● **Prompt a**: Collect every line in the entries below that contains the word "bowl", and copy each such line in full.

● **Document section**:
• • •
Kathleen Hoza had a curiosity about Curiosity.
During an internship at NASA’s Jet Propulsion Laboratory, working on the engineering operations team for Curiosity, Hoza was always intrigued by the science being done by the Mars exploration rover. So when the opportunity arose to continue working with Curiosity — but transition to the science operations team through a geology graduate program at Western Washington University — she jumped at the chance.
Now, our latest Geek of the Week is using her skills as a systems engineer with First Mode in Seattle where she’s working on projects ranging from planetary science missions to mining ventures.
“As a systems engineer with a geology and planetary science background, I am passionate about using engineering innovations to expand the frontiers of human knowledge both on and off the planet,” said Hoza, who studied aerospace engineering at MIT.
First Mode was launched by veteran engineers from Planetary Resources, the Redmond, Wash.-based asteroid mining company.
Hoza said that seeing the joy around the successful landing of Curiosity on Mars in 2012, during her first internship at NASA, was a formative experience. Troubleshooting electrical issues in the rover’s drill during her time at JPL was fun and most recently, diving into the rover’s geological findings, she saw the flip side of working with the mission.
“That robot’s been part of my life for quite a while now, and it will always be a very special one to me,” Hoza said.
But Hoza has “very mixed feelings” when it comes to human space exploration. She can see that the idea of traveling into space has been inspiring to many people and has motivated countless kids to become interested in science. And having human researchers’ boots on the extraterrestrial ground can lead to very far-reaching advances in planetary science.
• • •
● **Working data**:
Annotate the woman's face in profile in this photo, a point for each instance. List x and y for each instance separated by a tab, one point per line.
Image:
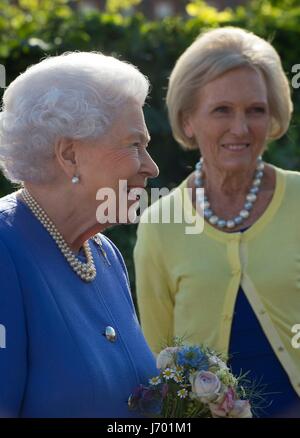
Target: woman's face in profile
231	120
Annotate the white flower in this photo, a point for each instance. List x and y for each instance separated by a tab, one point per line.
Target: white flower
214	360
206	386
155	381
168	373
182	393
165	359
178	378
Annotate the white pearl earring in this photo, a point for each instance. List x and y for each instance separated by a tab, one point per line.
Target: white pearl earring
75	179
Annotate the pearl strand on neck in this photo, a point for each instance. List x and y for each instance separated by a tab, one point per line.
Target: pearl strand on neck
86	271
250	198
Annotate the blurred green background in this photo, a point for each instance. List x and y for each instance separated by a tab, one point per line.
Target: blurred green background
151	36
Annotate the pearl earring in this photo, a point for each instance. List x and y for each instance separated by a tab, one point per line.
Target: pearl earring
75	179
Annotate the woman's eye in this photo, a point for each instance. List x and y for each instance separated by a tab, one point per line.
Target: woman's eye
258	109
222	109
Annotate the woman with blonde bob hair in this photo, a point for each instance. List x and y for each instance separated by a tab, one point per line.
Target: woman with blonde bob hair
235	285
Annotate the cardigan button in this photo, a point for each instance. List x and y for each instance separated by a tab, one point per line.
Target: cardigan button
110	334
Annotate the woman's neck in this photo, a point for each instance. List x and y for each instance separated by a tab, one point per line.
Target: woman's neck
75	219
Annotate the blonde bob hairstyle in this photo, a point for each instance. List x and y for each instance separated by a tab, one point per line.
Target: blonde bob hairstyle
214	53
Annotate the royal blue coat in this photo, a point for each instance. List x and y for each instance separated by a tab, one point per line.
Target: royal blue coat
57	361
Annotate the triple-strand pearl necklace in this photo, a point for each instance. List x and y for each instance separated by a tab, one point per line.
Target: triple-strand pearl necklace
250	198
86	271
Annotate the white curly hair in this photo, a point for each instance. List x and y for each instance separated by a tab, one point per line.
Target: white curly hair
75	95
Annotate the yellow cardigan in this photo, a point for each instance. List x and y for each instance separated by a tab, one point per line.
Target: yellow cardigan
187	283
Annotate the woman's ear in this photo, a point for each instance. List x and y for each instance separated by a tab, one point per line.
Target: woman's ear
66	151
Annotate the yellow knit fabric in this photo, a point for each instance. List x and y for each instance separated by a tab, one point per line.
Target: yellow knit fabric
187	283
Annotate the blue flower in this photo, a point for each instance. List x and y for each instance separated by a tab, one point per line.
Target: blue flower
192	357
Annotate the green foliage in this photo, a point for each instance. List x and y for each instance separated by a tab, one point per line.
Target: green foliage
33	29
116	6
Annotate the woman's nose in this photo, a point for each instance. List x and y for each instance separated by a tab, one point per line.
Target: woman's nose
150	167
239	125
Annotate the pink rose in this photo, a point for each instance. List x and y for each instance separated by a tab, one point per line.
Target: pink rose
229	407
166	357
241	409
224	405
205	386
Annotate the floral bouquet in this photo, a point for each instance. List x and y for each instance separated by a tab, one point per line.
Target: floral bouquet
193	382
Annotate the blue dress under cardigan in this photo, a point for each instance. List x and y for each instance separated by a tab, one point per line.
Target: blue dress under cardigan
57	361
250	350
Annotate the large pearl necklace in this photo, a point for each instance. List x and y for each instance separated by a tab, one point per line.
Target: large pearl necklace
86	271
250	198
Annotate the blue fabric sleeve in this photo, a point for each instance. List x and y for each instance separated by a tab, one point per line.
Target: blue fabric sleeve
13	360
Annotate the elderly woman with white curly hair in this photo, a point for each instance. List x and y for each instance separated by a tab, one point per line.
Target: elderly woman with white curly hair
235	286
70	125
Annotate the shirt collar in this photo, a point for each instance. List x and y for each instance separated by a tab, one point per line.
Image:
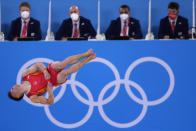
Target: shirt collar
27	20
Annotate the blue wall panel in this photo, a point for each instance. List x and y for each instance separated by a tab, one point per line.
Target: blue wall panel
139	85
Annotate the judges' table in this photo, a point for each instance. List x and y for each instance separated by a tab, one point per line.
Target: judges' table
131	85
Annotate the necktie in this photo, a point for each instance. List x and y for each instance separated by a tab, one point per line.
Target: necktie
75	31
125	29
24	30
173	26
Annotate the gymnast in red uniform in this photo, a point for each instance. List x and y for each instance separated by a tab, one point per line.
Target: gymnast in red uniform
38	79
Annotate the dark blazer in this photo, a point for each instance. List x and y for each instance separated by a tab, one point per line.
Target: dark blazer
33	29
114	29
66	28
181	28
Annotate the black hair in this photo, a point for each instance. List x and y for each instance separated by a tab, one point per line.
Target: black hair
174	5
125	6
14	98
25	4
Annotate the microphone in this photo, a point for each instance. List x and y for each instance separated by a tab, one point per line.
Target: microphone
50	35
149	35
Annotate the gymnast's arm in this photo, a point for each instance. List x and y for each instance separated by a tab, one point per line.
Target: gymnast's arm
38	66
43	100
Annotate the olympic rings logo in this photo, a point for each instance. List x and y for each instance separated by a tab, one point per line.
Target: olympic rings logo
91	103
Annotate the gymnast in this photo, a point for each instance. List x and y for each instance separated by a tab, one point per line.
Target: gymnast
38	79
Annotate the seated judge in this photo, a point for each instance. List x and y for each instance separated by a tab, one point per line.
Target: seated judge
25	26
75	27
173	26
124	25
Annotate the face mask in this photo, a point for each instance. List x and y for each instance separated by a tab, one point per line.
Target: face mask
172	16
25	14
124	16
74	16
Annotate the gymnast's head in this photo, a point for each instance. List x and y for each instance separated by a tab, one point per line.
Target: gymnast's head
16	93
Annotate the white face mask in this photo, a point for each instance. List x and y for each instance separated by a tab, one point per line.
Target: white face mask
74	16
25	14
124	16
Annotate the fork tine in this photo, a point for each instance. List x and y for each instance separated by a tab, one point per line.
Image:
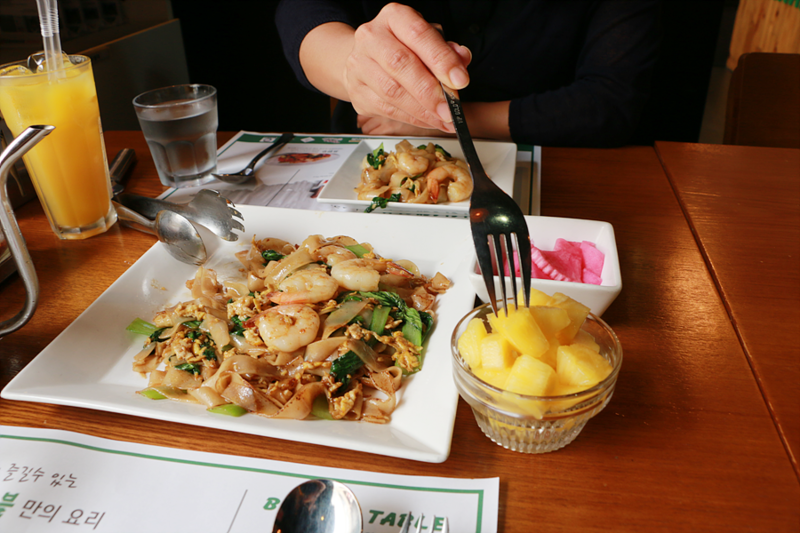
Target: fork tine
407	523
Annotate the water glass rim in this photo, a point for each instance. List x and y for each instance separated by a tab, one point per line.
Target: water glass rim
193	92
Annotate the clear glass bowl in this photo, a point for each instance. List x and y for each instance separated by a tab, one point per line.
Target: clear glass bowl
535	424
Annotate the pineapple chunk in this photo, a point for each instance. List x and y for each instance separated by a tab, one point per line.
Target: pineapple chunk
537	298
580	366
577	314
531	377
497	352
521	330
469	343
493	376
585	338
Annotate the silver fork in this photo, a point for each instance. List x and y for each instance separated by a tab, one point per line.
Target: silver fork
498	226
407	525
207	208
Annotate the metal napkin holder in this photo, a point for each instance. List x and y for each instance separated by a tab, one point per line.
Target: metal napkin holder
8	223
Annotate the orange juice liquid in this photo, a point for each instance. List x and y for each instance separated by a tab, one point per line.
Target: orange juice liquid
68	167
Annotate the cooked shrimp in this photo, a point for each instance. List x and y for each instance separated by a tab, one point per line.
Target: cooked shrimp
306	286
365	274
459	183
413	163
287	328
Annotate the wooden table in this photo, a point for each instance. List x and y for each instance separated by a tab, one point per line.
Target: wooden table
743	205
686	444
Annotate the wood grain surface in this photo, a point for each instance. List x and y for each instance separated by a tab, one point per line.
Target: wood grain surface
686	444
743	203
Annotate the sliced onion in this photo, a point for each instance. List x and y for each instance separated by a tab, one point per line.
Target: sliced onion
218	329
341	316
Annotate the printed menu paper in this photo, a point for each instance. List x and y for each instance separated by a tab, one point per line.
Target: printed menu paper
52	480
294	175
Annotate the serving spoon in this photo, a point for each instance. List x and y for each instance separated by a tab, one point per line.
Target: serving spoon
319	506
249	171
181	238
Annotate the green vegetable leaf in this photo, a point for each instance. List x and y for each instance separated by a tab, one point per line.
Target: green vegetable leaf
142	327
271	255
153	394
194	368
357	249
230	409
238	326
382	202
343	367
374	159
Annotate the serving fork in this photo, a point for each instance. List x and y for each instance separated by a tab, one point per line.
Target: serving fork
499	230
208	208
407	525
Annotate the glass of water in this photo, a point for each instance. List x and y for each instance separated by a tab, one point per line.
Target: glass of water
180	126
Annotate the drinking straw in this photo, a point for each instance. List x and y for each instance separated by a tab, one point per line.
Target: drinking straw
48	21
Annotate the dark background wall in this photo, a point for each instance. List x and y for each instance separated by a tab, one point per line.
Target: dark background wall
234	46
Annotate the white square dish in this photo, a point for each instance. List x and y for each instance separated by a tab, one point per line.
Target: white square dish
89	364
499	160
544	232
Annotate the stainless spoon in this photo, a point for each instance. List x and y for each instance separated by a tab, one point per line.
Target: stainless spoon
319	506
176	231
248	172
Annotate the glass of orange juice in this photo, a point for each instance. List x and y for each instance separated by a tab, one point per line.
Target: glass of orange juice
68	168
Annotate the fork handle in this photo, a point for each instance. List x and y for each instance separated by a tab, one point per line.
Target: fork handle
283	139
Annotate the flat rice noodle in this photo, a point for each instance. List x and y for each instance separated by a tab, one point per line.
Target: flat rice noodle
236	389
146	360
299	407
254	283
244	364
205	284
156	378
371	360
217	329
323	349
276	271
181	379
207	396
342	316
241	344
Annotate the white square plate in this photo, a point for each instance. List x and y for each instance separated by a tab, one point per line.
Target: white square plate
89	364
499	160
544	232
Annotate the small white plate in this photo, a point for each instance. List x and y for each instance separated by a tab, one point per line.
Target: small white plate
499	160
89	364
544	232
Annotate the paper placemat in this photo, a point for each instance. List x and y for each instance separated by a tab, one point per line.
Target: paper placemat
53	480
296	182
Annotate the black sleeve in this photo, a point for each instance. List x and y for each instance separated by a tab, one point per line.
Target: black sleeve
295	18
601	107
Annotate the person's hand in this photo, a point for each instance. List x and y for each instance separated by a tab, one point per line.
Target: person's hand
386	126
395	66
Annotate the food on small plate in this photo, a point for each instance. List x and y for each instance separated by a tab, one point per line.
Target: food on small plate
301	158
326	329
535	351
578	262
425	174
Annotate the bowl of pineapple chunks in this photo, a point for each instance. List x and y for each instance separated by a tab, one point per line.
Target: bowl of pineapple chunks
535	377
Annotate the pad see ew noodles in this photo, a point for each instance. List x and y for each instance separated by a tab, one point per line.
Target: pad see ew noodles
327	328
425	174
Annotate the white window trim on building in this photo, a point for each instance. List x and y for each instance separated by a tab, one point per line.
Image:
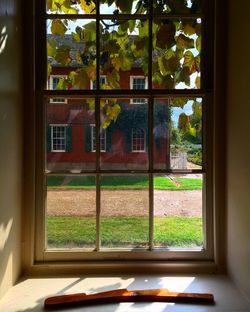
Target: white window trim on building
133	133
50	87
103	131
64	138
141	100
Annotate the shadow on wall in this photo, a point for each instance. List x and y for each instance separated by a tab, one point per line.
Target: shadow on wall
3	39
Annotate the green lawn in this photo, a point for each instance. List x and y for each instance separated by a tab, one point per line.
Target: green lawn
124	232
126	182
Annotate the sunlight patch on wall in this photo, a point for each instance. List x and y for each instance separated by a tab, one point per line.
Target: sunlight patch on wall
3	39
4	233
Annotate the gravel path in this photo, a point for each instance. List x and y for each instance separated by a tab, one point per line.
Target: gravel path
123	203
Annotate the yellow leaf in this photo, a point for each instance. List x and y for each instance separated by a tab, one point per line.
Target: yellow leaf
189	30
198	82
88	8
116	62
198	44
49	69
58	28
91	71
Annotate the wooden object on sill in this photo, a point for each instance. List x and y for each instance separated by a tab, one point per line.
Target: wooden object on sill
124	295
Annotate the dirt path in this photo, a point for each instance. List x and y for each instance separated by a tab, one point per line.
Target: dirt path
123	203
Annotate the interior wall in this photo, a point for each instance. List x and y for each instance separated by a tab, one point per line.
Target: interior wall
11	144
238	144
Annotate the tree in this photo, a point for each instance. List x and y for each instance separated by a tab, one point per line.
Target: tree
124	45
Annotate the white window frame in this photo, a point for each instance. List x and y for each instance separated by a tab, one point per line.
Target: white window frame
185	255
101	77
140	100
52	137
134	131
103	131
50	87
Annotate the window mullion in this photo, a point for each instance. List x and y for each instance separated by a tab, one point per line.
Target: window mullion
98	178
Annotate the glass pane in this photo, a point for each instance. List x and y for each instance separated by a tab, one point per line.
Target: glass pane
124	53
71	7
71	212
124	211
176	54
123	7
71	54
178	211
178	133
177	7
126	130
69	135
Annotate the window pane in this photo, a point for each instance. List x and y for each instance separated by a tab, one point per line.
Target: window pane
68	136
123	7
178	211
71	54
126	128
71	212
178	133
177	7
176	54
71	7
124	211
123	52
• • •
● **Prompt b**: Duplicate the passage of the Kathleen Hoza profile above, starting with "During an internship" and going on through "engineering at MIT.".

● **Correct answer a**:
Annotate the clear glass bowl in this photo, a point for each instance. List x and y for each instance separated by a tab, one point per line.
Target: clear glass bowl
Annotate the bowl of pineapple chunks in this photo, a point for each instance. List x and y for each instance separated by a tab, one point per line.
Target: bowl of pineapple chunks

● **Correct answer b**:
During an internship at NASA’s Jet Propulsion Laboratory, working on the engineering operations team for Curiosity, Hoza was always intrigued by the science being done by the Mars exploration rover. So when the opportunity arose to continue working with Curiosity — but transition to the science operations team through a geology graduate program at Western Washington University — she jumped at the chance.
Now, our latest Geek of the Week is using her skills as a systems engineer with First Mode in Seattle where she’s working on projects ranging from planetary science missions to mining ventures.
“As a systems engineer with a geology and planetary science background, I am passionate about using engineering innovations to expand the frontiers of human knowledge both on and off the planet,” said Hoza, who studied aerospace engineering at MIT.